TASK REQUIREMENTS: Return the listing that follows exactly, with no pictures included.

----- INPUT FOR THIS TASK -----

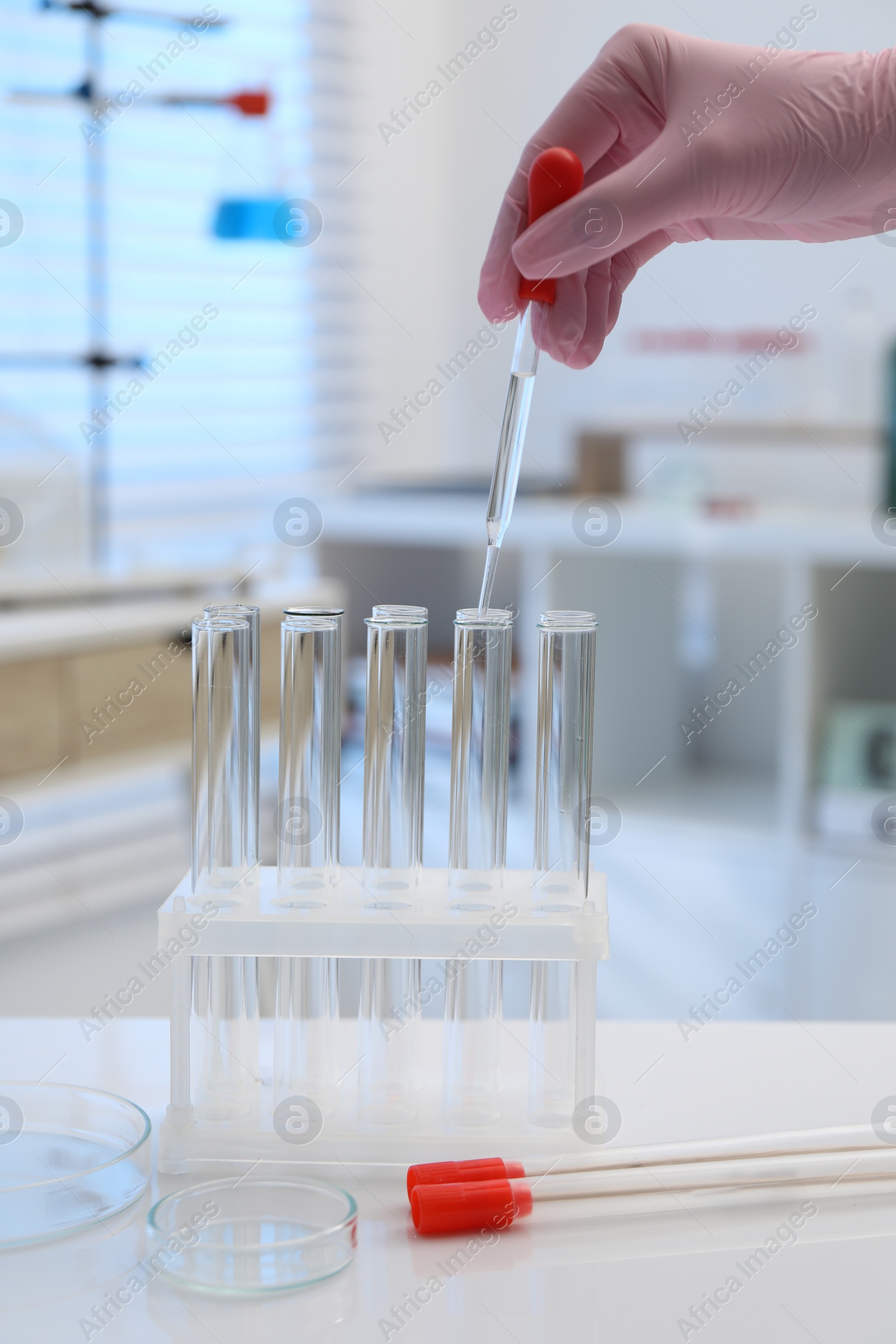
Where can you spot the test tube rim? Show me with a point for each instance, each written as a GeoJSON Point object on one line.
{"type": "Point", "coordinates": [221, 623]}
{"type": "Point", "coordinates": [470, 617]}
{"type": "Point", "coordinates": [308, 623]}
{"type": "Point", "coordinates": [228, 608]}
{"type": "Point", "coordinates": [567, 622]}
{"type": "Point", "coordinates": [398, 616]}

-----

SOLUTION TO THIS EXERCISE:
Where can you spot the test tube rim? Show me with a point for each instance, each written as a GeoJSON Point object on one line.
{"type": "Point", "coordinates": [221, 623]}
{"type": "Point", "coordinates": [470, 617]}
{"type": "Point", "coordinates": [308, 623]}
{"type": "Point", "coordinates": [228, 608]}
{"type": "Point", "coordinates": [567, 622]}
{"type": "Point", "coordinates": [398, 616]}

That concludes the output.